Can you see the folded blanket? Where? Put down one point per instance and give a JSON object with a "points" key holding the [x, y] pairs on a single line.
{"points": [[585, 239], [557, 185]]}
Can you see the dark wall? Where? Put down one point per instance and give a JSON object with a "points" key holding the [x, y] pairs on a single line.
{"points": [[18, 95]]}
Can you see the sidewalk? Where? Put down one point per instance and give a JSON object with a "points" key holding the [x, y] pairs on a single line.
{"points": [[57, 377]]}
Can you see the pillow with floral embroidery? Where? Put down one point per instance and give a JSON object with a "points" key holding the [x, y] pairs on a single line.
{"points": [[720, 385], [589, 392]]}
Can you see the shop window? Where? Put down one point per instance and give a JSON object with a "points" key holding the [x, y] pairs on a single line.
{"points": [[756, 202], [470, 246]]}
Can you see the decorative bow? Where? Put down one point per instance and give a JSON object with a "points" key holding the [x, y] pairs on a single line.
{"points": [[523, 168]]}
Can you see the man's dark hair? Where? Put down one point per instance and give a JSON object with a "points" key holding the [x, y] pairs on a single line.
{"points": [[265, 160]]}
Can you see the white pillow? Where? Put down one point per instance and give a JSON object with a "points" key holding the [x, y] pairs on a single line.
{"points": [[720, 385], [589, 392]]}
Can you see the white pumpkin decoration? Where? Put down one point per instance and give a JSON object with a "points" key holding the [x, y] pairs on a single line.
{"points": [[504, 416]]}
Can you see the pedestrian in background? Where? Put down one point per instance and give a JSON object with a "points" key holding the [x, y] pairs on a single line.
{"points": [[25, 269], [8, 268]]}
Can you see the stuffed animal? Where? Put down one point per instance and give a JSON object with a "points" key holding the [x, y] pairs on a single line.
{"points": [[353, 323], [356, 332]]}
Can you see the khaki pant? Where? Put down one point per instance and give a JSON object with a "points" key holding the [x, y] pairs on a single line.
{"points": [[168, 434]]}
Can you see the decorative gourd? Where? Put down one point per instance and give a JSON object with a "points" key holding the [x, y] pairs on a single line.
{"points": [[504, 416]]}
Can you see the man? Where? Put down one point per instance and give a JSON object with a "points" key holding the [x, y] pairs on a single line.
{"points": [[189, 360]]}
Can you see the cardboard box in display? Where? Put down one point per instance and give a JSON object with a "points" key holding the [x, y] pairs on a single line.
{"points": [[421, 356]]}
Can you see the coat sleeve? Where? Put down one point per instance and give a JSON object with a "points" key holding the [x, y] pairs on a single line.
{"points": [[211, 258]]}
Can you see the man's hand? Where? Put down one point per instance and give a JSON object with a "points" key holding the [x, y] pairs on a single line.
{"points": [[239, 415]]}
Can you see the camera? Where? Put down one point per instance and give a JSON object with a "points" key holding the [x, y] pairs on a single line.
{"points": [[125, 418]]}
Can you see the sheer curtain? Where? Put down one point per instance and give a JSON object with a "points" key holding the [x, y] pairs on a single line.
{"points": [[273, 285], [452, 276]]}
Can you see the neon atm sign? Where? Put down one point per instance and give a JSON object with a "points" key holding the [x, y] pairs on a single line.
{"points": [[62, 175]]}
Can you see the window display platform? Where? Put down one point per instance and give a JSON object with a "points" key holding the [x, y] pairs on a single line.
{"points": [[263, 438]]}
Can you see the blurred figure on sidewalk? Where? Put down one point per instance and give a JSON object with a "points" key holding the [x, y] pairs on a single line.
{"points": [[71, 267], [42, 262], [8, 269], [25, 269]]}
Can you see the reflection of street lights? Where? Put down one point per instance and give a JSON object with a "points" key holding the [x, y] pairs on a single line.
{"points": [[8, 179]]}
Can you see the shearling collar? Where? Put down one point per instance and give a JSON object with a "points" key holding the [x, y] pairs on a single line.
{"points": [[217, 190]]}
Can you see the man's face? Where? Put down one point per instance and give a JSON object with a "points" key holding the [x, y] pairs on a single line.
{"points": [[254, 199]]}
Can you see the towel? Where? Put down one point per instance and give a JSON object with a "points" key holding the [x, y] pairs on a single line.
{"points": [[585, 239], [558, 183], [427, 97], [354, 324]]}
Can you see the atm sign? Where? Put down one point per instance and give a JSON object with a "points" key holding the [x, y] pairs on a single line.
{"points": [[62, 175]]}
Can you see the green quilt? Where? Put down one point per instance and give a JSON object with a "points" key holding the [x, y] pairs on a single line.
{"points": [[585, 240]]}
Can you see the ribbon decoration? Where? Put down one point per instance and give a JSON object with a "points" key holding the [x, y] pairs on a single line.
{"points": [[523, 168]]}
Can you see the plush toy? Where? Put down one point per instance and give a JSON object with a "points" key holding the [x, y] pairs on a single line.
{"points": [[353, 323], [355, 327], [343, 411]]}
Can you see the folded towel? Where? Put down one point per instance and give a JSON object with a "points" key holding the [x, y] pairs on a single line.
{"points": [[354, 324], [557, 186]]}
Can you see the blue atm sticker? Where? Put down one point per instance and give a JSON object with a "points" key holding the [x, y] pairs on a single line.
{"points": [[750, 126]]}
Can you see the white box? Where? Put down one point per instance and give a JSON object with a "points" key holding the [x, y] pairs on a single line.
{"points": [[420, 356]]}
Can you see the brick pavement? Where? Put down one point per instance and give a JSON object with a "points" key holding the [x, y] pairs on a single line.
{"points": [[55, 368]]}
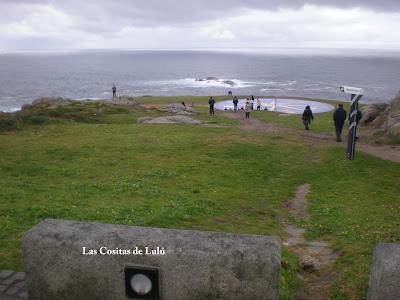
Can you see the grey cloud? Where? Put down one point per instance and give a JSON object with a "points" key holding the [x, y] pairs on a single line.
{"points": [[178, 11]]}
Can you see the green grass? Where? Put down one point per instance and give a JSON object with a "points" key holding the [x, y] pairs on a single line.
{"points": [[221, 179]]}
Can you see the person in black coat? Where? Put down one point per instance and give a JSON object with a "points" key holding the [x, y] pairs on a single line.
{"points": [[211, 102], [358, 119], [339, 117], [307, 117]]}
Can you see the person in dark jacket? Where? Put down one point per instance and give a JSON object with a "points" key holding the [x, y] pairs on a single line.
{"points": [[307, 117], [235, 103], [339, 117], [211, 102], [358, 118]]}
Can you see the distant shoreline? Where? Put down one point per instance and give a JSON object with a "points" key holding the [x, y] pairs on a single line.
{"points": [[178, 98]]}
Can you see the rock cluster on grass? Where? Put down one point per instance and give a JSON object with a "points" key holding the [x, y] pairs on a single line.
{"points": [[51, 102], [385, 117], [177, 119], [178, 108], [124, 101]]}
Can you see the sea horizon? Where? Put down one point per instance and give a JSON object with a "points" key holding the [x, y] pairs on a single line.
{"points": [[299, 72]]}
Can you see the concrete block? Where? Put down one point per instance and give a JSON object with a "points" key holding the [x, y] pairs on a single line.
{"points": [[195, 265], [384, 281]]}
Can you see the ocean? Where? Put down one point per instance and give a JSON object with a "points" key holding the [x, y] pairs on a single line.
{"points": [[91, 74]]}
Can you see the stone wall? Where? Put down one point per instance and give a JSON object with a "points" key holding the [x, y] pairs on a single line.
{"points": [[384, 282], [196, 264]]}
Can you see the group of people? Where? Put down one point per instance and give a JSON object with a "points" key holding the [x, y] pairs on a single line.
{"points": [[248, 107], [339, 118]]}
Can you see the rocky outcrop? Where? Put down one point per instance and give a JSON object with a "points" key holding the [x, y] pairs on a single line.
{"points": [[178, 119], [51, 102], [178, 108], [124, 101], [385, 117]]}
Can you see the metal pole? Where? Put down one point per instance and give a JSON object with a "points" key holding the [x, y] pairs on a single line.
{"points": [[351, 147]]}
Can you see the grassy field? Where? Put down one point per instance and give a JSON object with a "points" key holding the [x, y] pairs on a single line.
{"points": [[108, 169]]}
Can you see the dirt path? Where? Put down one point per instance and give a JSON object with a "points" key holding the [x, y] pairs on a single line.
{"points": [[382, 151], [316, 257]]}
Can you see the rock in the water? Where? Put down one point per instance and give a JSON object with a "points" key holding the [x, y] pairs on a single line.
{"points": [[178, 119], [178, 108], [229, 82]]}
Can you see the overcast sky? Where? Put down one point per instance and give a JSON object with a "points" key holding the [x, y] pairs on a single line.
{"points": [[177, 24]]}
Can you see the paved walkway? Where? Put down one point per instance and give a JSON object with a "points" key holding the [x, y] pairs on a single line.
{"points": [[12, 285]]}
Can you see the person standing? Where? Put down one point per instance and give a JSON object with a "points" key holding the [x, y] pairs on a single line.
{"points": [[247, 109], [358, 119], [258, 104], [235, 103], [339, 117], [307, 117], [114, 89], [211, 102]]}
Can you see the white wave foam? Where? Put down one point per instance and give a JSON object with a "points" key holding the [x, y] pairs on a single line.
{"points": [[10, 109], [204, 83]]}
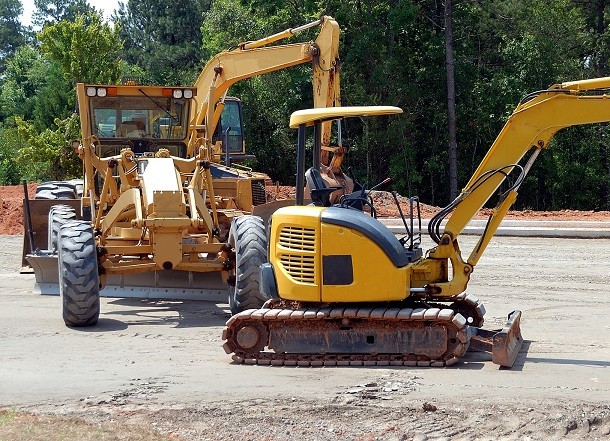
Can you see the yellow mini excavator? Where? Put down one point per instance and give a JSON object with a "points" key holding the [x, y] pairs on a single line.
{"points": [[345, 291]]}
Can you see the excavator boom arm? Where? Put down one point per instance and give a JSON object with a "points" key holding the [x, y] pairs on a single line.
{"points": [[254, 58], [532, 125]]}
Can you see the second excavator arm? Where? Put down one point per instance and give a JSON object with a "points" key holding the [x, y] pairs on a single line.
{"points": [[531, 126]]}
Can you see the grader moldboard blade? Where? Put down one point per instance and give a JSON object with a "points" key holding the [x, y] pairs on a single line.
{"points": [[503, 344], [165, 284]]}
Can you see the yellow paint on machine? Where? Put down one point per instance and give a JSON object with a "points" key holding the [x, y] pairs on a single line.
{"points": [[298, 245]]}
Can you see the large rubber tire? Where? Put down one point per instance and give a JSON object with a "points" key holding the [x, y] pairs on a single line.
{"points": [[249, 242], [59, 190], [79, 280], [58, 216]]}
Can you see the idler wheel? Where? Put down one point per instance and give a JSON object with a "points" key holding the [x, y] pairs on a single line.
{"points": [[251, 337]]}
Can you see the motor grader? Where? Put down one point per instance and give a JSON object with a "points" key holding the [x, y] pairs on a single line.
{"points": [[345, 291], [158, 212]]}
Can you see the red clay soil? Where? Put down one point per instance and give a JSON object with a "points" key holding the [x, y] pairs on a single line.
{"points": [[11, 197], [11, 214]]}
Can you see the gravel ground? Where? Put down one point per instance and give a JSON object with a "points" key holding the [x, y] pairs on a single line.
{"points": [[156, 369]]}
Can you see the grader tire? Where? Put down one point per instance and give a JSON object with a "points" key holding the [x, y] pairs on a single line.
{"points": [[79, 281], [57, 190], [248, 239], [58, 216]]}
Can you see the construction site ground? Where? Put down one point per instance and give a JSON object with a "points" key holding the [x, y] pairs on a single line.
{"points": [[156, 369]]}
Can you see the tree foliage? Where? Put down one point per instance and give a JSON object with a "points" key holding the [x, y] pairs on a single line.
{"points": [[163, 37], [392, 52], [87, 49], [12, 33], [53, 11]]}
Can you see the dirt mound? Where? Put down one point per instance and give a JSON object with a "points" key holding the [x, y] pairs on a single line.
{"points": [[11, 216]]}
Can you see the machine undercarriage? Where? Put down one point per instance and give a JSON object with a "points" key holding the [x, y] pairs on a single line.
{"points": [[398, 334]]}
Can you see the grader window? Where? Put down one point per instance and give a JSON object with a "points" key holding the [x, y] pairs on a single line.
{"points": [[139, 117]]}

--

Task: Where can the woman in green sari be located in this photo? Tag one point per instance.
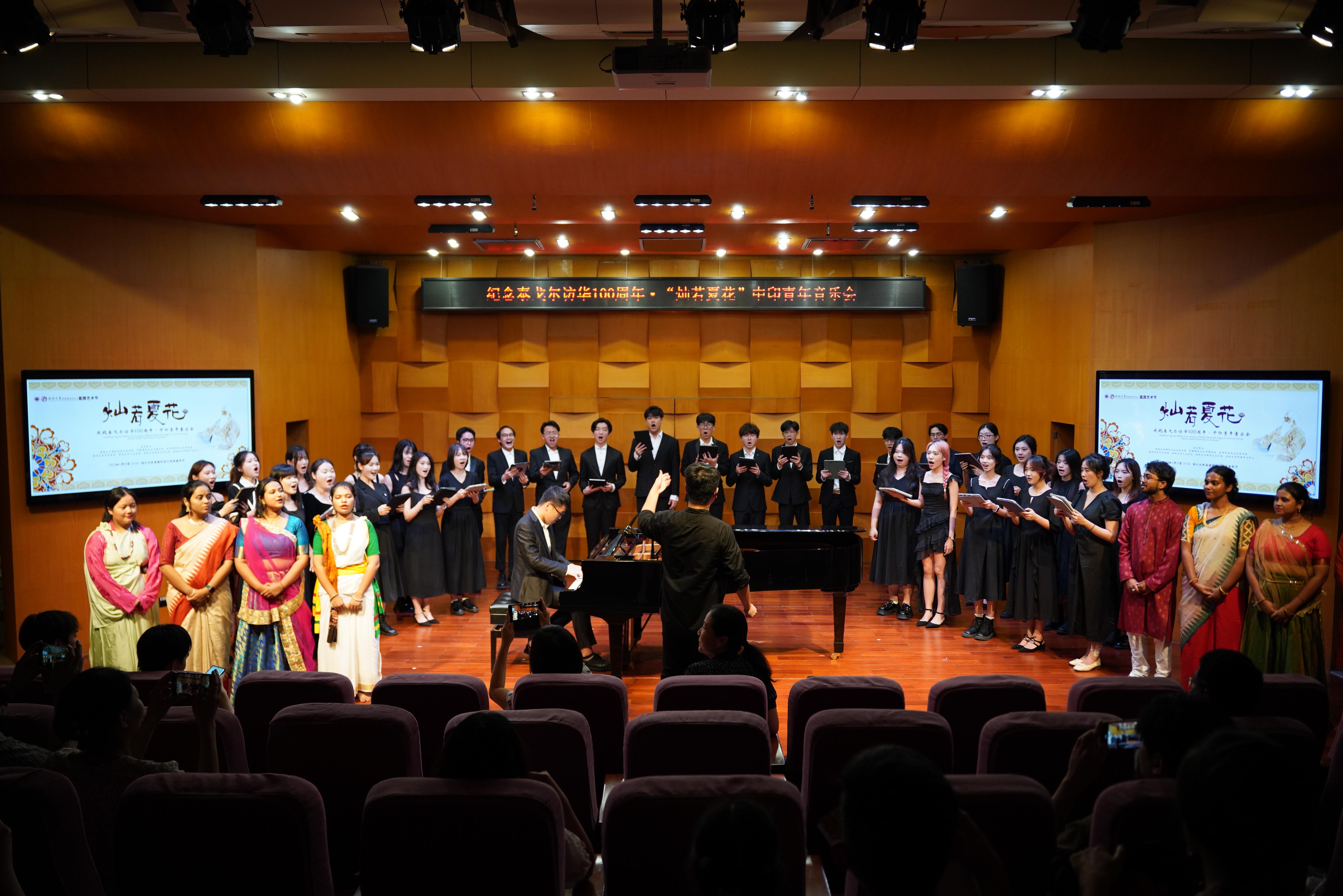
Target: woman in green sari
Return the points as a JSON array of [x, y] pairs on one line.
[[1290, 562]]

---

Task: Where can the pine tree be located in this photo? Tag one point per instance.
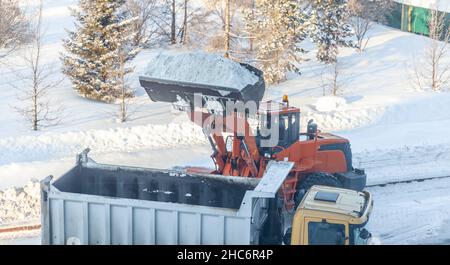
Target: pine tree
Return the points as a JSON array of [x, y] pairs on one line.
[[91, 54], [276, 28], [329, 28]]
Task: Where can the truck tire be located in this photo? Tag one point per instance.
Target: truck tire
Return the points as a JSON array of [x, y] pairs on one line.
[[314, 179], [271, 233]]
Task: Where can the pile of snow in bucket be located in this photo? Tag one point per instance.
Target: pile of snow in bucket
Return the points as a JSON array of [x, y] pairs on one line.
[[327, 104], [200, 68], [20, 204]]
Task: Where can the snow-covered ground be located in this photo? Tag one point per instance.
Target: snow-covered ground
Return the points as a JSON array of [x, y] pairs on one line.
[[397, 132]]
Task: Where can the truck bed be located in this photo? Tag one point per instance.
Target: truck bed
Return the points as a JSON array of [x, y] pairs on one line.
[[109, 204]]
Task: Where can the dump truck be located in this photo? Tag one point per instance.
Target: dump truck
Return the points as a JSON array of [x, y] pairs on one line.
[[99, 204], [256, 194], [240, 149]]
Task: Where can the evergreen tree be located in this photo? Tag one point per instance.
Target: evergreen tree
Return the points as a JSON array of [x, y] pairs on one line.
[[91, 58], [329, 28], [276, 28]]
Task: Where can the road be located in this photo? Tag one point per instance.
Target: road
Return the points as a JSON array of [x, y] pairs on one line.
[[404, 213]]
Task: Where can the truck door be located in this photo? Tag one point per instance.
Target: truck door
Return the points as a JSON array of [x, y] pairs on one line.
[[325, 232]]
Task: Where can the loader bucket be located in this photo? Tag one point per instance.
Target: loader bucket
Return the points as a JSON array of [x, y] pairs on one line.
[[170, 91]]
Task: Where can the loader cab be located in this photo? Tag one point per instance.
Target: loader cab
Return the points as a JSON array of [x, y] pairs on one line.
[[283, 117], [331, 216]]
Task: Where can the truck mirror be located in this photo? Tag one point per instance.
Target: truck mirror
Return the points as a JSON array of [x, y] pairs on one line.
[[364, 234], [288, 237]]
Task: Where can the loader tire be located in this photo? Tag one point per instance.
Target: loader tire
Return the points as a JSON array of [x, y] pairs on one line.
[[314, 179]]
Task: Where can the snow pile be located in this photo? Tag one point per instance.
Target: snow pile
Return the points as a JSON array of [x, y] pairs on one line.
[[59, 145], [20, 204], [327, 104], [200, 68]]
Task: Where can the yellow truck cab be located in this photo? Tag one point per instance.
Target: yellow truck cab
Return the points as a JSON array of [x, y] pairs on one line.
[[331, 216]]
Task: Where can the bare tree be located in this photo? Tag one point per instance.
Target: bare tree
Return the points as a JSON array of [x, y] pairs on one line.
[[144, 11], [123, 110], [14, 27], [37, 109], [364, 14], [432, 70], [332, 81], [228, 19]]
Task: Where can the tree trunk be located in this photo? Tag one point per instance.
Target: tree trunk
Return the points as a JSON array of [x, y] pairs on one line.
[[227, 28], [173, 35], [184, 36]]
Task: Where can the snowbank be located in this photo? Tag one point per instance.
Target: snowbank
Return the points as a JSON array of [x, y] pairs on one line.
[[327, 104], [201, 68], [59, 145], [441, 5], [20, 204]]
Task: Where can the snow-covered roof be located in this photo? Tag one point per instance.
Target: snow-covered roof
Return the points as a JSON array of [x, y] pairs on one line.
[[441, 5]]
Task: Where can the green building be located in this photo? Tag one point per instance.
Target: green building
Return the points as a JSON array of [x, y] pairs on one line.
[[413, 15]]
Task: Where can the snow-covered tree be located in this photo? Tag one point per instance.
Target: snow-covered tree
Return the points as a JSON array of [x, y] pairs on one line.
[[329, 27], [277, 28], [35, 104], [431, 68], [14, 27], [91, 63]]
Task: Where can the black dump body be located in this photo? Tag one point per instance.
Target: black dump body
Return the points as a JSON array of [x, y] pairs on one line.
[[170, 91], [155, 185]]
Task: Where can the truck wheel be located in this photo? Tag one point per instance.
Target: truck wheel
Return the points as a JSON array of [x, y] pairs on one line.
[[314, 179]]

Problem to work on:
Each line in the records above with "road" must be returned.

Task result:
Task: Where can the road be located in this photo? Tag one point per instance.
Target: road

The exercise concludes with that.